**Page text:**
The family of 17-year-old Hamama Carava doesn’t believe she is buried where state records claim, and a DNA test is to be performed.
By: Batya Jerenberg
For the first time in the Yemenite Children Affair, the grave of a teenager who disappeared in 1949 was opened Monday to check if the remains were really hers.
Seventeen-year-old Hamama (Yona) Karava, a young mother of one, had checked into Assaf Harofe hospital a few months after her family had arrived in Israel from Yemen. Her husband, Yehuda, went to visit her every day, and one day she was simply gone.
The hospital authorities told him they had no idea what had happened to her, and then, according to his daughter, “they threw him out of the hospital.” He searched for her for years before finally remarrying.
In the late ’40s and early ’50s, some 1,000 Jewish infants and toddlers – mainly of Yemenite, Balkan and Tunisian extraction – disappeared, mostly from hospitals. The parents, new immigrants with limited knowledge of Hebrew and resources, were told that the babies had died and were hastily buried without their families present.
While the main focus of various commissions of inquiry since 1968 has been on the very young, there are some 30 similar cases of young adults between the ages of 17 and 30 who also vanished at the time.
The families have believed for decades that hospital personnel and the state colluded to bring these children to Ashkenazi families of means for adoption. The Kedmi Commission worked for six years, beginning in 1995, and determined that in 972 cases there was documentation that the children had actually died, five were alive, and the fate of 56 was unknown.
Kedmi investigators told Hamama’s son Rahamim that they had found her burial place in the Segula Cemetery in Petach Tikva. However, the name on the headstone does not exactly match that of Rahamim’s mother, marking it as the resting place of Hamama Yosef Omisi.
The mystery surrounding his mother’s disappearance has gnawed at Rahamim for decades.
“I think she was kidnapped and taken for experiments,” Rahamim said tearfully at the cemetery Monday. “We were in Israel for three months and she was hospitalized with stomach pains. Father visited her for a week. She was completely lucid. One day when he came to visit her, she had disappeared.… I want to know what happened, I want to say Kaddish [the Jewish memorial prayer], and if she’s alive, then I want to meet her.”

**Source data:**
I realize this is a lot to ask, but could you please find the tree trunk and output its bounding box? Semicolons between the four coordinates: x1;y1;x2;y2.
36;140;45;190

**What you have to do:** In the article about the Yemenite Children Affair, in which cemetery did Kedmi investigators say Hamama was buried? Rely only on the article for the answer.

**Response to this task:** The Segula Cemetery in Petach Tikva.